■ REQUIREMENTS:
[a] According to the Living Single essay, how did the writer come to live with her husband's mother and sister after the teenage marriage?
[b] Repeat the Living Single essay word for word between "Living Single" and "regarding my life.", inclusive.
[c] Write the next part of the Living Single essay, picking up after its final sentence.

■ PAGE EXTRACT:

Living Single
As an older woman living alone, I have come to recognize the significance of the unconditional love and support my father provided during his lifetime. Raised in a family of six- mother, father, three brothers, and myself as the eldest and only daughter—I have observed that the unconditional love of a father has played a notable role in shaping my acceptance of life circumstances. While living alone is not my preferred situation, I have reached a level of acceptance regarding my life.
A Father’s Love
Reflecting on my father’s love, I recall with loving memory, how my father always called me “baby girl.” I loved that term of endearment. After my mother died, he lived with two of my brothers, daily sitting at the kitchen table listening to the talk shows of that day on the radio. I often visited after work to read the Bible to him. Although I selfishly didn’t want him to remarry, I remember an incident my brother’s told me of their arranging for a woman to visit our dad, after which he was found stupefied, standing against the wall in the hallway. He was barely able to speak and needed help to the bedroom and bed.
Reflections
Thinking of him brings a smile, a chuckle, and a gentle happiness to my heart, knowing he loved me and cared for me unconditionally. Even when he was upset, as he was when I cut my hair, he simply glanced at me, muttered “ssshittt,” and walked away. When it came to my forced teen age marriage due to pregnancy, he refused to give me away, insisting, “I will not give her away to anyone.” Back then, once a pregnancy became known, the mothers of the couple handled the details—planning the wedding and deciding where we would live. In my case, I moved in with his mother and sister (not a pleasant experience). As for my ex’s stepfather, I never met him; he was serving in the military. His father was a Louisiana “rolling stone.”

Part of a data file

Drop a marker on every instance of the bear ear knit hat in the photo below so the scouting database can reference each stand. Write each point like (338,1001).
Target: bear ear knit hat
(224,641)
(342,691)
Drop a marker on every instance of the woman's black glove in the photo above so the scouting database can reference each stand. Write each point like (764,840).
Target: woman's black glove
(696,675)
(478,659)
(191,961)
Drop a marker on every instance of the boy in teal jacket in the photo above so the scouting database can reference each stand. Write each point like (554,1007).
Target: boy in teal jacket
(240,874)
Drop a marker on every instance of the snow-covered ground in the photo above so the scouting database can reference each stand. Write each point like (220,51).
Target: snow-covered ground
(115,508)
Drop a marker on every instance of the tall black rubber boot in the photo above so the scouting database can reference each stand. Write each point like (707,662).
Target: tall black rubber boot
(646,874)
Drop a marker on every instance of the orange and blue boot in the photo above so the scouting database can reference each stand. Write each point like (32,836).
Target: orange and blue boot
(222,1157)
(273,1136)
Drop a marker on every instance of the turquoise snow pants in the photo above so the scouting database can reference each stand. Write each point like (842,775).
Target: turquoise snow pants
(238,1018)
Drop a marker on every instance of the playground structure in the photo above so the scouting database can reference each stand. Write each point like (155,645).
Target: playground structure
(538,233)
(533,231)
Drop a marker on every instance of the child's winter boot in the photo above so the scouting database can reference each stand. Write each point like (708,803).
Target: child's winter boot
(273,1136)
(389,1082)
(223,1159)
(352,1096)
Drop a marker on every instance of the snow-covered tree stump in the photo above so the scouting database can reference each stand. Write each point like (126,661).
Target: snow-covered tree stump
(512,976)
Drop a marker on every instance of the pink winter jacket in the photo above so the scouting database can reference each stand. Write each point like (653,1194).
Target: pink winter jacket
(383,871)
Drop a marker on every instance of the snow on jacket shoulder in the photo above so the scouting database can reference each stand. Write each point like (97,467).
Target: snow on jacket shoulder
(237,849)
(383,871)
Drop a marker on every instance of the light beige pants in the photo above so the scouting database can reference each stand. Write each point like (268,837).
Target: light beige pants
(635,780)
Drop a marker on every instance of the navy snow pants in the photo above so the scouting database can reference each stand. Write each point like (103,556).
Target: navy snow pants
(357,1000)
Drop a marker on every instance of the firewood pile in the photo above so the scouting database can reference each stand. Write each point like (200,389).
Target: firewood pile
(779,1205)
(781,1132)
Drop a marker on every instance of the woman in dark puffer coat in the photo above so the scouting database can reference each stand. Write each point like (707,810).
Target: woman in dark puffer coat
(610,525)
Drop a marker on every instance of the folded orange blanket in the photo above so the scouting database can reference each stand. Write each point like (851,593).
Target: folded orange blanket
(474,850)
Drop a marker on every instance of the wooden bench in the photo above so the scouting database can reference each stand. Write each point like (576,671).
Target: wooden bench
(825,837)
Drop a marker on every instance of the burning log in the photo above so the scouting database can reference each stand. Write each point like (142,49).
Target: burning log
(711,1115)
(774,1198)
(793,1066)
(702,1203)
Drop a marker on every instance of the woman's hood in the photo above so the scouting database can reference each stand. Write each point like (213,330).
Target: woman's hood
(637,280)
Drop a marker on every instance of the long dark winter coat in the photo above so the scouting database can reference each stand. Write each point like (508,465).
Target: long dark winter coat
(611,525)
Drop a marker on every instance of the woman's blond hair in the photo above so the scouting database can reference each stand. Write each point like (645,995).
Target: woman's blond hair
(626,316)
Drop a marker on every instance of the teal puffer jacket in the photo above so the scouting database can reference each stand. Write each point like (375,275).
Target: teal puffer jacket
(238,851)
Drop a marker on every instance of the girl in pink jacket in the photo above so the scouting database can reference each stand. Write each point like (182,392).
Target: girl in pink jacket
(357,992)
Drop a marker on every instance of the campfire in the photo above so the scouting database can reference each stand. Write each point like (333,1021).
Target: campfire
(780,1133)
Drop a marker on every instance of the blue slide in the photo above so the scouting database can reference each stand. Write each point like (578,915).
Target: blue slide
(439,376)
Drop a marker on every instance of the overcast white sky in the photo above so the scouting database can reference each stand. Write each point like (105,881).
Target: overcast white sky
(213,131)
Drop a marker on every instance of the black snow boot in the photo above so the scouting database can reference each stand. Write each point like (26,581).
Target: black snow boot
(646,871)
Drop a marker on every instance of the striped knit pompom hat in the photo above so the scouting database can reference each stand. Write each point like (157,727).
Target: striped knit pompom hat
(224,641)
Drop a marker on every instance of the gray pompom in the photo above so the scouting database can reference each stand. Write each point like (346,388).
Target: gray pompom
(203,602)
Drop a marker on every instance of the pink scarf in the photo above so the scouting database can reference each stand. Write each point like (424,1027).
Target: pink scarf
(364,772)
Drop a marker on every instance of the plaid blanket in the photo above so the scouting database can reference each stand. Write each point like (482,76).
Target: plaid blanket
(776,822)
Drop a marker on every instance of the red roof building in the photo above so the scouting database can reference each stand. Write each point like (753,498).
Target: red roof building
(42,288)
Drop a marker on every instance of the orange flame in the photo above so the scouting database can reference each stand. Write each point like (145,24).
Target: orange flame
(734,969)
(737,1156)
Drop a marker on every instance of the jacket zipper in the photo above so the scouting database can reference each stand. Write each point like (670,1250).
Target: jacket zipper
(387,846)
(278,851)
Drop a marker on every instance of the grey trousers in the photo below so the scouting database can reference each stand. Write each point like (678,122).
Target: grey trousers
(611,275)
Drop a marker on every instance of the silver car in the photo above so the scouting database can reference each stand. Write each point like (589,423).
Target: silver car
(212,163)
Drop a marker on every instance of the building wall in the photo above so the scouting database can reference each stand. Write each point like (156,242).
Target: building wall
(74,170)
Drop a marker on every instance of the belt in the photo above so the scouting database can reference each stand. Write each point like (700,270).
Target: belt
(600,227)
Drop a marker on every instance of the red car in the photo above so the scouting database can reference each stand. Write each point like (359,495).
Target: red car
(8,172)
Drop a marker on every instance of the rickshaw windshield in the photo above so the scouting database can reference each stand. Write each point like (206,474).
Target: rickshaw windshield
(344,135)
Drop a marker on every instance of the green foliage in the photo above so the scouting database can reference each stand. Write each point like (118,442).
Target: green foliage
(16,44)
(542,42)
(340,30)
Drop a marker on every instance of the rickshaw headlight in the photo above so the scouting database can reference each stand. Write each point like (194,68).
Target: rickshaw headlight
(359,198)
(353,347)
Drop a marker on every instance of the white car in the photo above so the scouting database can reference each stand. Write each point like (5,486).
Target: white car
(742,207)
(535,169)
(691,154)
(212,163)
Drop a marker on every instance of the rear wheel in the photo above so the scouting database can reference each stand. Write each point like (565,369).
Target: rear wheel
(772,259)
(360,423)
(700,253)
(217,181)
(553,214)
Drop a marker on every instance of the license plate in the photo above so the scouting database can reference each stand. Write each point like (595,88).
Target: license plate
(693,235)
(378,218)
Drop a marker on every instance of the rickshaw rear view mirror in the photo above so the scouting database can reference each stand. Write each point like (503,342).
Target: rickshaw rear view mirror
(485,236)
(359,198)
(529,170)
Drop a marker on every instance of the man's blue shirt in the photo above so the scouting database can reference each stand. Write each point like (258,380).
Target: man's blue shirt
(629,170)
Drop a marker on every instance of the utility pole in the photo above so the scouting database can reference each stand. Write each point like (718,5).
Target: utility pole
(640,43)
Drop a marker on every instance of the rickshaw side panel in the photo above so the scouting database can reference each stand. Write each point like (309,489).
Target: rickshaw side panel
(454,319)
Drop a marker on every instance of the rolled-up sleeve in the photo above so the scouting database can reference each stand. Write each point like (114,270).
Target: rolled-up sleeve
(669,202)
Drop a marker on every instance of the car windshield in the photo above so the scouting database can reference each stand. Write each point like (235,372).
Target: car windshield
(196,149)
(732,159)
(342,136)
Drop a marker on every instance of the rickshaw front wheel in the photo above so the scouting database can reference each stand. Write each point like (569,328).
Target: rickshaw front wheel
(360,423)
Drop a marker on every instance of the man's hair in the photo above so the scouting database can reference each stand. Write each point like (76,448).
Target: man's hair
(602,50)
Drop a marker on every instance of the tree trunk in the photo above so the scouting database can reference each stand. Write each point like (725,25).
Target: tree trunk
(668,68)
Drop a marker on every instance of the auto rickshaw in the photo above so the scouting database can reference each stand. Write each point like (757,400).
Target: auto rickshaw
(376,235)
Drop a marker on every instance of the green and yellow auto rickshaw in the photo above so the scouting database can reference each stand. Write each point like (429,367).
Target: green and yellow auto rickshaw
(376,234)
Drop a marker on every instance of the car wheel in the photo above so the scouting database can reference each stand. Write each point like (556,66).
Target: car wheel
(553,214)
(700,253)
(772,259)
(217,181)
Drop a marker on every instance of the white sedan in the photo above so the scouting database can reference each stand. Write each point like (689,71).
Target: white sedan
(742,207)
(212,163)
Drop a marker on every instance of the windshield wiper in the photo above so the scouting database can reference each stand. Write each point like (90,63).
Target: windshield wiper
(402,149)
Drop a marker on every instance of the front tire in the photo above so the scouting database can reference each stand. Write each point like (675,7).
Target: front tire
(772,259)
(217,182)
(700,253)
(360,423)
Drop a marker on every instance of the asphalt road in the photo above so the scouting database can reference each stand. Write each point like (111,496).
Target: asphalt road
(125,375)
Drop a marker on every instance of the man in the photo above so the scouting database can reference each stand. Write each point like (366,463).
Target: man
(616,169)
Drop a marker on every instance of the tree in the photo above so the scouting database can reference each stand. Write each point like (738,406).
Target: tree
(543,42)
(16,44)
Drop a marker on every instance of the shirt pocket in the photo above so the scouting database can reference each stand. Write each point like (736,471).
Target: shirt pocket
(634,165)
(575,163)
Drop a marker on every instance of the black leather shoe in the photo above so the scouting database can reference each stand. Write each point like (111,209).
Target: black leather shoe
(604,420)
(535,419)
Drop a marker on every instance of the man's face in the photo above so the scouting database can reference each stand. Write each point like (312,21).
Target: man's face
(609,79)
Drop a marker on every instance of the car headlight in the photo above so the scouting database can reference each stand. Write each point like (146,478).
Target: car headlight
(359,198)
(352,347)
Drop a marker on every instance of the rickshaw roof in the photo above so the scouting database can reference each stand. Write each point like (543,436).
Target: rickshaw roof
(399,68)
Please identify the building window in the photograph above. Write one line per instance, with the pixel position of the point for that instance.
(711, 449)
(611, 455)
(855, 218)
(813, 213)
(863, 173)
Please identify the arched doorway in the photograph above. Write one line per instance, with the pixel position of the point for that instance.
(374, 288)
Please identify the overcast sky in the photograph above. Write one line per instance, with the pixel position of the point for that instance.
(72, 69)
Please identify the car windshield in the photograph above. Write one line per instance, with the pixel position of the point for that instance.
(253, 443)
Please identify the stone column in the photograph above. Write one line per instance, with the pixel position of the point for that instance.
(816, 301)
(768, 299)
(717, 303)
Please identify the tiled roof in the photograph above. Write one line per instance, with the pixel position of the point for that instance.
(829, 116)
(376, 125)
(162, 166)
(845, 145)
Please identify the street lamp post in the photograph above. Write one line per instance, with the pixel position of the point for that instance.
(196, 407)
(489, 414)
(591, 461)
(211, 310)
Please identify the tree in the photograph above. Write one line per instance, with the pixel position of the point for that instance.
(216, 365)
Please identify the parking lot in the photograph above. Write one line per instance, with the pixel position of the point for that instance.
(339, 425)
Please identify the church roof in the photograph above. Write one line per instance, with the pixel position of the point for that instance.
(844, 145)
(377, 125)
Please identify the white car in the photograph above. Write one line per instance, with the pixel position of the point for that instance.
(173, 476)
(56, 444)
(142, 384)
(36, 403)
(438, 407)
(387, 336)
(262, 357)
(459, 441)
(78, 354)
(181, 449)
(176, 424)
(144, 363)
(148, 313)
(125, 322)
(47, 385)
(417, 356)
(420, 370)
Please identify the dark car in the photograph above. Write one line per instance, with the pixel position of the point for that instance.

■ OUTPUTS IN ORDER:
[a] Back then, once a pregnancy became known, the mothers of the couple handled the details: they planned the wedding and decided where the couple would live. In the writer's case, that meant moving in with his mother and sister.

[b]
Living Single
As an older woman living alone, I have come to recognize the significance of the unconditional love and support my father provided during his lifetime. Raised in a family of six- mother, father, three brothers, and myself as the eldest and only daughter—I have observed that the unconditional love of a father has played a notable role in shaping my acceptance of life circumstances. While living alone is not my preferred situation, I have reached a level of acceptance regarding my life.

[c]
The marriage lasted a little over two years, during which time my ex completed a two-year Navy tour; long enough for me to become pregnant a second time. My obvious unhappiness and a long weekend visit from our Berkeley apartment that should have been an overnight stay for my two-year old son and a pregnant me at my parent’s home caused my father to offer me a proposition ‘You can remain with us here; however, if you ever go back to him, you can never return to stay” I never went back to the ‘bast turd’. No, I’m sorry, he is the father of my two sons.
More Children
I have to admit that I actually have two other children, my son’s brother and sister. I love them both. I accepted and welcomed my son’s siblings into my home. My youngest ‘son’ as a pre-teen felt so comfortable at my home that one day he came over and couldn’t get in as no one was home. He broke in, climbing through the bathroom window. Laughingly, I told him “My darling, please, never break into the house again, just wait until someone can let you in.” As a grown man now, he often expresses his love, and I love it!
My father often gave all three of them odd jobs at his place of business, a restaurant and bar that he built himself, with the help of other relatives.
Love: The Experience
The experience of male unconditional love has deeply influenced me. Because I’ve felt what true love is, I can quickly recognize insincerity in others and know when affection isn’t genuine. This understanding shapes my friendships as well; at times, I feel an even stronger bond with male friends than with female ones. I’ve enjoyed remarkable friendships with men, including the comedian, Paul Mooney. My ‘play brother, D’ was a significant figure in my life until his passing. We talked most every day. Through relationships with others and the ups and downs of life, he and I remained close. He stood by me through my mother’s death as well as two of my brothers, one of which was murdered. And I stood by him when his mother died and sadly when his partner died in Costa Rica while on a training mission toward emerging herself in Spanish for her self-owned business purposes. They say it was Dengue Fever. I didn’t inquire further. One instinctively knows, with friends, when not to question any further. At least four other close male friends have also passed away—I miss them all, very much. There is something about the male point of view regarding life that is unique from my female friends that is uniquely different. It seems that once the ‘sex thing’ is taken out in the relationship, a good male friend is perfect for me.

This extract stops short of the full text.